» **DATA LINES**:

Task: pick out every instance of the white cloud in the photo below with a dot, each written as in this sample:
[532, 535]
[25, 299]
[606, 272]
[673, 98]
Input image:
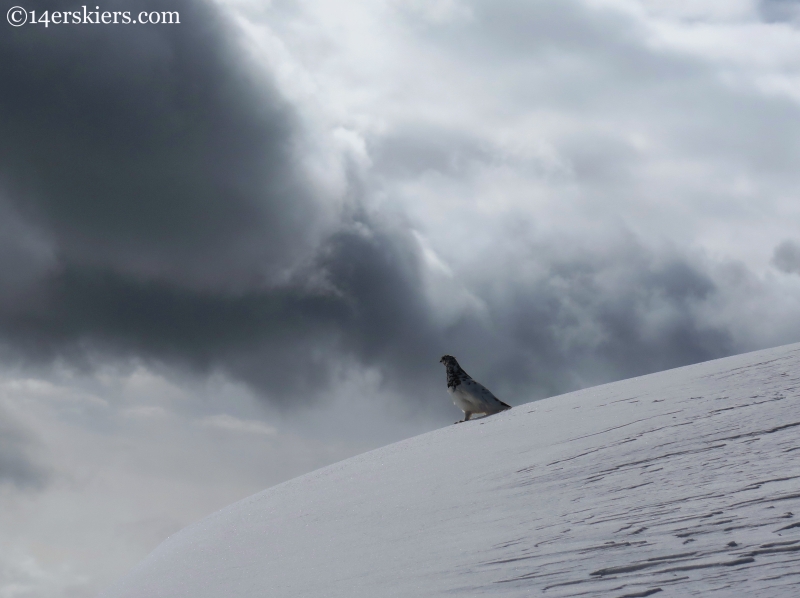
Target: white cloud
[224, 421]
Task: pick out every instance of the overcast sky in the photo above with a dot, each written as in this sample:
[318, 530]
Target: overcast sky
[233, 250]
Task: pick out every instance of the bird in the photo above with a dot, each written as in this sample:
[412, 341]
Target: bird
[468, 395]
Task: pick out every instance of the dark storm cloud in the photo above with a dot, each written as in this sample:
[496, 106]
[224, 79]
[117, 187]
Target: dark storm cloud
[17, 467]
[786, 257]
[151, 150]
[153, 199]
[773, 11]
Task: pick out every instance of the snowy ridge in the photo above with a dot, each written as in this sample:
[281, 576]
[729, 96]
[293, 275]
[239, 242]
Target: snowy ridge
[685, 482]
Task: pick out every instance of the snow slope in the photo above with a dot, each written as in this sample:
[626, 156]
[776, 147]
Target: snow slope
[684, 482]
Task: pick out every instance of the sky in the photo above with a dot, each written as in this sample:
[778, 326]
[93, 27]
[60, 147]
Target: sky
[233, 249]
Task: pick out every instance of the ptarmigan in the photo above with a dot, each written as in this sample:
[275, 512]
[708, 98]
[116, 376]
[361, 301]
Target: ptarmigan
[468, 395]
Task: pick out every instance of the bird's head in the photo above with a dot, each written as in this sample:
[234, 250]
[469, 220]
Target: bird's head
[448, 360]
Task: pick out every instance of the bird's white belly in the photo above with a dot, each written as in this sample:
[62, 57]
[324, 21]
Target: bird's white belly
[466, 401]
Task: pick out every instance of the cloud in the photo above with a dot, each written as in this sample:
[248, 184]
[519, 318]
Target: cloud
[786, 257]
[158, 207]
[17, 466]
[224, 421]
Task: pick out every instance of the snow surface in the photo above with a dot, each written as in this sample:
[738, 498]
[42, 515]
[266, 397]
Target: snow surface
[683, 481]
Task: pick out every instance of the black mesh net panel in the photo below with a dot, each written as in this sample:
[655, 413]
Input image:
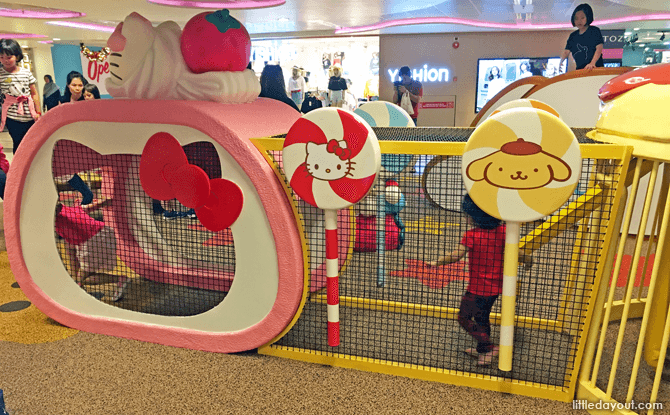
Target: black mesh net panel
[133, 252]
[407, 314]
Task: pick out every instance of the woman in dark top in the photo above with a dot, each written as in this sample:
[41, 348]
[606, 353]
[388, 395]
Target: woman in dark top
[74, 90]
[51, 93]
[273, 86]
[586, 43]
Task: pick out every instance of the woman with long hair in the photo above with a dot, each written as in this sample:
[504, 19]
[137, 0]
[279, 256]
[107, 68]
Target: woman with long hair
[50, 93]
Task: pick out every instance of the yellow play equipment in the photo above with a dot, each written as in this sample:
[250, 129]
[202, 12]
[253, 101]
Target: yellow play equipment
[410, 330]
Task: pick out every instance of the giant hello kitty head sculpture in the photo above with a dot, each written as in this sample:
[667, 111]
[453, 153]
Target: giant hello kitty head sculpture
[147, 62]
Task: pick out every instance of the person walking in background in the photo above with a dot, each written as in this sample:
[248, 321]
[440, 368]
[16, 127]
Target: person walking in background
[496, 83]
[91, 92]
[18, 86]
[414, 88]
[586, 43]
[272, 85]
[4, 169]
[74, 90]
[51, 93]
[296, 86]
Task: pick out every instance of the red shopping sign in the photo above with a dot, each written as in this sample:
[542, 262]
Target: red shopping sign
[432, 105]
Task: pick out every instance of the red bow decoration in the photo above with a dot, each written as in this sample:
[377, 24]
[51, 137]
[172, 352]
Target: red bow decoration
[342, 153]
[166, 174]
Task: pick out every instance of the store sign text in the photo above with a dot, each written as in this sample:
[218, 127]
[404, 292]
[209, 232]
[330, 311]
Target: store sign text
[424, 74]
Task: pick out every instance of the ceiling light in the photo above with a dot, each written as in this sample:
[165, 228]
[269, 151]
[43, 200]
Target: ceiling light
[81, 25]
[493, 25]
[35, 12]
[19, 35]
[220, 4]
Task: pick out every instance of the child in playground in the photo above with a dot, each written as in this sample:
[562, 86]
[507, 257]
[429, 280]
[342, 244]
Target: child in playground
[485, 243]
[94, 243]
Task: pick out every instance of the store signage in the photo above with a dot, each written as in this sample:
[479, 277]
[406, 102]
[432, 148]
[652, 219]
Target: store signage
[95, 72]
[613, 39]
[424, 74]
[435, 105]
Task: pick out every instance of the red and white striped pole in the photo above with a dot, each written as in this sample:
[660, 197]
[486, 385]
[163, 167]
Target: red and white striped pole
[332, 279]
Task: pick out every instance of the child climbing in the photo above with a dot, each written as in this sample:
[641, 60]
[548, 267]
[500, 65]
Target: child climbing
[94, 243]
[485, 244]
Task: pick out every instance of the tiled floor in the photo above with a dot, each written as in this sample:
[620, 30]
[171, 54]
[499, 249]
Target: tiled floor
[6, 142]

» **DIRECTIONS FOR THIS TASK**:
Copy everything from the line holding "Task: pick out every instance of the red and" through the end of the data, inclusive. Shift each coordinate in the answers by -5 and leave all other numbers unchanged.

» **EXERCISE RESPONSE**:
Task: pick out every instance of the red and white striped pole in the photo above with a dot, each written as in this sample:
[660, 197]
[486, 385]
[163, 167]
Target: red and white striped pole
[327, 274]
Task: pick out every instance of the child climbing in the photo above with a dot, each written as in this sample:
[641, 60]
[548, 267]
[500, 65]
Target: child climbing
[89, 238]
[480, 239]
Task: pick out every instance of the tiled floor in the photo above with a dot, each written as in this sample:
[620, 30]
[171, 54]
[499, 249]
Target: tiled floor
[1, 137]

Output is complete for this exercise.